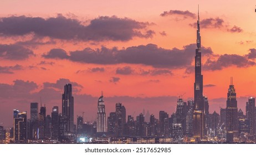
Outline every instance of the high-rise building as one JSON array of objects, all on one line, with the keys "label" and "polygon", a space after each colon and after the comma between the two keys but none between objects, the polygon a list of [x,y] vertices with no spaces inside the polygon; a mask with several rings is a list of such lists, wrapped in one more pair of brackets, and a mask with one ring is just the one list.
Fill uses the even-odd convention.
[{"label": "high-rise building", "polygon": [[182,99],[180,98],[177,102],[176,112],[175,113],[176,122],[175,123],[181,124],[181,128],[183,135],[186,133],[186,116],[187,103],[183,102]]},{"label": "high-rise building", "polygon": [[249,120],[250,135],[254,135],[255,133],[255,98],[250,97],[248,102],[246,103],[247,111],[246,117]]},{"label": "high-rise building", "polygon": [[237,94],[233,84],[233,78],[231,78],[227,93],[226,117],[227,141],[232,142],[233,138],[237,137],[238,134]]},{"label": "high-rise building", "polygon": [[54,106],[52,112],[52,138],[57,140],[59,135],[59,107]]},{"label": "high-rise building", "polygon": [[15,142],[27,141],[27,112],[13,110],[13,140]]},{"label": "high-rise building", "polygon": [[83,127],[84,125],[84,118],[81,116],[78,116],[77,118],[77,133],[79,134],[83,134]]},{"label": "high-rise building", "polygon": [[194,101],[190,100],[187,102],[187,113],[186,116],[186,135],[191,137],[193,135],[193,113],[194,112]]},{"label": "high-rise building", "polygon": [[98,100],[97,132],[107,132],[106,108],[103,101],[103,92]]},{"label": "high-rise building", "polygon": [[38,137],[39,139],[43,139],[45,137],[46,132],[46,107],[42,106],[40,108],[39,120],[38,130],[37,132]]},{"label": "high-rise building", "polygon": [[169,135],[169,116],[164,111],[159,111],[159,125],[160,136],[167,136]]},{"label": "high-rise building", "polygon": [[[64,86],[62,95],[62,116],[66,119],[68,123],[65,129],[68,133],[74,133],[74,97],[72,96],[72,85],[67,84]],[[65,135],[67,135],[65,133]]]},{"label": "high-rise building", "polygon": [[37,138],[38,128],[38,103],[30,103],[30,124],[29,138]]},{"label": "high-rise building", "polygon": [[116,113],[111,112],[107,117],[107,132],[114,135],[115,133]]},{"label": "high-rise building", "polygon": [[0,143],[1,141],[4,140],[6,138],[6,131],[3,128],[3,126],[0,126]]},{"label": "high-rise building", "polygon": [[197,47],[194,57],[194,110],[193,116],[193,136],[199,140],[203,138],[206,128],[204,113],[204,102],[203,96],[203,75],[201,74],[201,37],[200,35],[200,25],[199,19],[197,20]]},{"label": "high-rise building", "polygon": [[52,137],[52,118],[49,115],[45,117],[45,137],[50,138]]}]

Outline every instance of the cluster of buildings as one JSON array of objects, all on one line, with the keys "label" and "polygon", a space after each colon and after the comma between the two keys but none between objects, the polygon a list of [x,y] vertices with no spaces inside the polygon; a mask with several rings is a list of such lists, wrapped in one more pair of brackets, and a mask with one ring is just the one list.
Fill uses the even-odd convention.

= = = =

Given problem. Switch "cluster" to "group" in everything from the line containing "Outline every instance of the cluster" down to the end of the data. Give back only those lines, with nothing else changed.

Exercise solution.
Outline every instance of the group of buildings as one JSON array of objects, all on one line, with the keys "label" and "polygon", a space after each colon and after the comma between the two keys but none between objects, the polygon a list of [x,y] vertices with no spaces inside the polygon; a mask with several rings is a list of such lists, wrapped in one more pair of brackets, and a mask with one ring is just the one list.
Fill uses the even-odd convention.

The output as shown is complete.